WORKING DATA section start

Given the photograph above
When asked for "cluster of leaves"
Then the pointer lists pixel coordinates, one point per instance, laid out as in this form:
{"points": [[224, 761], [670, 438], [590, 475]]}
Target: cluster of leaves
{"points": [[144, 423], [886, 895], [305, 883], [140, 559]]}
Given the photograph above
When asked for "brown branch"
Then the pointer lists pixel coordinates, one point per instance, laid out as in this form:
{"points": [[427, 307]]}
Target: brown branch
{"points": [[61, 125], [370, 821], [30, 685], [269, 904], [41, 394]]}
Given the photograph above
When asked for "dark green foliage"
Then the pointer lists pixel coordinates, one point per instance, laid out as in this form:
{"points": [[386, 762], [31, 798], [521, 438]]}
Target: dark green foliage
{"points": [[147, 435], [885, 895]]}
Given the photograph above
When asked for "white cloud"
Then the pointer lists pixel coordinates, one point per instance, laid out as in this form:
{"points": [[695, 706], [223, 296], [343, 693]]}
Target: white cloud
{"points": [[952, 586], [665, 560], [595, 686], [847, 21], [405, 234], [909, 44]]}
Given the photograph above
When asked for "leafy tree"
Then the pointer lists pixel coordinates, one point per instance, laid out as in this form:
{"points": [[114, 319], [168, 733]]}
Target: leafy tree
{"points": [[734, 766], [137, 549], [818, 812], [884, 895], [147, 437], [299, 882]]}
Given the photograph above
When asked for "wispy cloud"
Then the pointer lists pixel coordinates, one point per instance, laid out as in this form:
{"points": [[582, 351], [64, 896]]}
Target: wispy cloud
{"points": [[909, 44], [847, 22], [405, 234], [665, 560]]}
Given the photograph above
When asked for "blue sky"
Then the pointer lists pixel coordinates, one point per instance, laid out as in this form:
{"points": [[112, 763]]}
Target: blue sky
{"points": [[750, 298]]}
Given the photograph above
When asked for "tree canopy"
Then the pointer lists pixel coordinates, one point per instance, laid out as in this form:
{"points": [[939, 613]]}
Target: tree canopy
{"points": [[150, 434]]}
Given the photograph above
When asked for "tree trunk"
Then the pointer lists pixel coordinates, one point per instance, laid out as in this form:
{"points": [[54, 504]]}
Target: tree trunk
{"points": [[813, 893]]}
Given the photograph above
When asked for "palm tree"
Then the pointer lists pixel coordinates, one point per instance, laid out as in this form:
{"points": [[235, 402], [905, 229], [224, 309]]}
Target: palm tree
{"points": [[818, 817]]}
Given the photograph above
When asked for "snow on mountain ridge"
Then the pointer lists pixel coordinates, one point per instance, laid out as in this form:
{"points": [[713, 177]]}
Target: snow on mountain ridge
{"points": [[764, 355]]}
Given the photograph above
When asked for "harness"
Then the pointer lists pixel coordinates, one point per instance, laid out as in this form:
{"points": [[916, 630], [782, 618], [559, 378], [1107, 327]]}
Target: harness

WORKING DATA section end

— WHAT TO WORK ON —
All of the data above should be reproduced exactly, with nothing missing.

— YOUR RESPONSE —
Given the photograph above
When asked for "cluster of leaves"
Then the pointer lists pixel coordinates, one point per instance, laid out as in this form:
{"points": [[224, 761], [670, 438], [590, 475]]}
Target: cluster of leaves
{"points": [[144, 423], [886, 895], [305, 883], [140, 559]]}
Given the photograph above
When asked for "brown branch"
Then the pointer lists pixel coordinates, one point per instance, laid out as in this form:
{"points": [[427, 307]]}
Target: brown branch
{"points": [[61, 125], [370, 821], [30, 685], [269, 904], [41, 394]]}
Given the photograph above
When asked for "dark green foliage"
Then the pointer lists pixel coordinates, one point per instance, laid out as in this form:
{"points": [[386, 762], [31, 798], [521, 438]]}
Target: dark green foliage
{"points": [[147, 435], [885, 895]]}
Given the photograph above
When asked for "white cloud"
Then the pointer lists pixel coordinates, one point per instance, laid out as in this form:
{"points": [[695, 706], [223, 296], [343, 693]]}
Target: white cloud
{"points": [[952, 586], [665, 560], [595, 686], [847, 21], [405, 234], [909, 44]]}
Given the photograph above
When asked for "leafy tree"
Then the pointer lists pixel coordinates, one point per instance, laid out as in this form:
{"points": [[114, 319], [168, 733]]}
Target: leafy tree
{"points": [[734, 766], [137, 549], [818, 812], [884, 895], [147, 437], [299, 882]]}
Given the photograph above
When asked for "wispy cloud"
Then the pointer lists pixel coordinates, one point per instance, laid out as in this form:
{"points": [[582, 351], [64, 896]]}
Target: wispy cloud
{"points": [[909, 44], [847, 22], [405, 234], [665, 560]]}
Given the photograph above
When asked for "blue sky"
Then the pointer lists pixel coordinates, one point per instance, laid out as in this form:
{"points": [[112, 763]]}
Target: blue sky
{"points": [[750, 298]]}
Given the photograph above
When asked for "tree canopy"
Then the pointer lists pixel coordinates, one point per instance, laid out as in this form:
{"points": [[939, 613]]}
Target: tree canopy
{"points": [[150, 434]]}
Given the photograph above
When asked for "tree trunk"
Then the pointer lists pixel coordinates, one point per instance, laid out as in this form:
{"points": [[54, 504]]}
Target: tree trunk
{"points": [[813, 893]]}
Given the photograph above
When asked for "palm tree"
Then the pointer lists pixel coordinates, one point per instance, laid out as in this form:
{"points": [[235, 402], [905, 229], [224, 309]]}
Target: palm tree
{"points": [[818, 817]]}
Given the photograph above
When asked for "snow on mountain ridge"
Then the pointer lists pixel coordinates, one point per instance, laid out as in this form:
{"points": [[713, 177]]}
Target: snow on mountain ridge
{"points": [[764, 355]]}
Given the photograph above
When asked for "harness"
Then the pointer lists pixel coordinates, one point per instance, laid out as in this form:
{"points": [[916, 630], [782, 618], [559, 378], [1107, 327]]}
Target: harness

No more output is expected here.